● **TASK DESCRIPTION**
Reproduce every line of the listing below word for word, from start to finish.

● **Point placement records**
○ ○ ○ ○ ○ ○ ○

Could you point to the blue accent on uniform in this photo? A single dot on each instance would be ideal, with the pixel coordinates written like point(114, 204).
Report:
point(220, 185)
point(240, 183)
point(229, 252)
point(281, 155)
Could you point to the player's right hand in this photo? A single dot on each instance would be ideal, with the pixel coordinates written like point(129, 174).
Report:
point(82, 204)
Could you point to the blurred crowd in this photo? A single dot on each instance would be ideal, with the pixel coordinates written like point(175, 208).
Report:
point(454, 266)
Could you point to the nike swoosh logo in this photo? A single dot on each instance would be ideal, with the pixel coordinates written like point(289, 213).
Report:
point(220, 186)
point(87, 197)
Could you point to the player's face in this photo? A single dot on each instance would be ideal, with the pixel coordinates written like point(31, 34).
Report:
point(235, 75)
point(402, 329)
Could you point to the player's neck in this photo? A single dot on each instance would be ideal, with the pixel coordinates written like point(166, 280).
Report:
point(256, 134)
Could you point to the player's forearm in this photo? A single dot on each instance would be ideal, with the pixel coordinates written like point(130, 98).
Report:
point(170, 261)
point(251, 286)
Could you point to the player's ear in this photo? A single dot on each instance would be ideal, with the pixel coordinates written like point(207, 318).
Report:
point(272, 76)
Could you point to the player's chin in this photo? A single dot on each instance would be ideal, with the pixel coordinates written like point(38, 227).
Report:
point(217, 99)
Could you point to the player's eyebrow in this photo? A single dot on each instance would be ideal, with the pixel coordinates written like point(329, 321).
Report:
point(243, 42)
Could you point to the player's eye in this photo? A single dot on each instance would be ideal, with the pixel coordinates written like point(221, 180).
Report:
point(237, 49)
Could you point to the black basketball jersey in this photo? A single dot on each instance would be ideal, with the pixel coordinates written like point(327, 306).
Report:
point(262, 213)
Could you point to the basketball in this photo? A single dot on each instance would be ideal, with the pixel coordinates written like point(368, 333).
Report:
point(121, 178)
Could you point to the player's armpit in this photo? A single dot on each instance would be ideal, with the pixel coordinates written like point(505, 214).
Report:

○ ○ ○ ○ ○ ○ ○

● **OUTPUT**
Could you point to the blue accent on uniform in this photo? A single dot on each instance would be ideal, with the pixel coordinates written like point(114, 204).
Report:
point(220, 185)
point(240, 183)
point(229, 252)
point(281, 155)
Could you point to the player's right hand in this photo? A single dot on each instance would be ideal, with the pixel coordinates written like point(129, 174).
Report:
point(82, 204)
Could you point to the blurred crowd in this photo? A single dot on each instance would be ideal, with the pixel coordinates written like point(175, 208).
Report:
point(454, 266)
Could you point to the nike swoosh logo in this photo? A single dot on each instance would be ideal, with the pixel coordinates written like point(289, 213).
Report:
point(220, 186)
point(87, 197)
Could you point to the player's face in this photo? A single dot on each instance would be ideal, with the pixel coordinates written like point(31, 34).
Report:
point(235, 75)
point(402, 329)
Could you point to the player's neck in this photo? A single dot on each instance would be ideal, with the pixel coordinates written like point(166, 280).
Report:
point(256, 134)
Could you point to the player's forearm in this photo? A single dot on each instance would be ideal, with the pixel coordinates written like point(130, 98).
Report:
point(170, 261)
point(251, 286)
Could you point to the player's ear in this photo? A single dot on each instance would be ideal, with the pixel coordinates written like point(207, 318).
Report:
point(272, 76)
Could you point to the player's chin in this photo? A single dot on each instance would be ideal, with the pixel coordinates written like point(38, 227).
Report:
point(217, 99)
Could you point to the player's eyebrow in this photo? A single dot on each instance would be ideal, with the pixel coordinates written like point(329, 321).
Report:
point(243, 42)
Could you point to the player's eye in this photo? A single dot on each instance would be ideal, with the pixel coordinates written like point(221, 180).
Report:
point(237, 49)
Could you point to the black basketball jersey in this photo? A single dot on each instance would be ideal, with the pixel coordinates written like point(327, 306).
Report:
point(262, 213)
Could you point to the basketball in this photo? A single dot on each instance would be ideal, with the pixel coordinates written like point(368, 333).
Report:
point(121, 178)
Could you point to the player's armpit in this photo? A single dot on each instance would be ideal, with the pixel coordinates written like point(505, 214).
Report:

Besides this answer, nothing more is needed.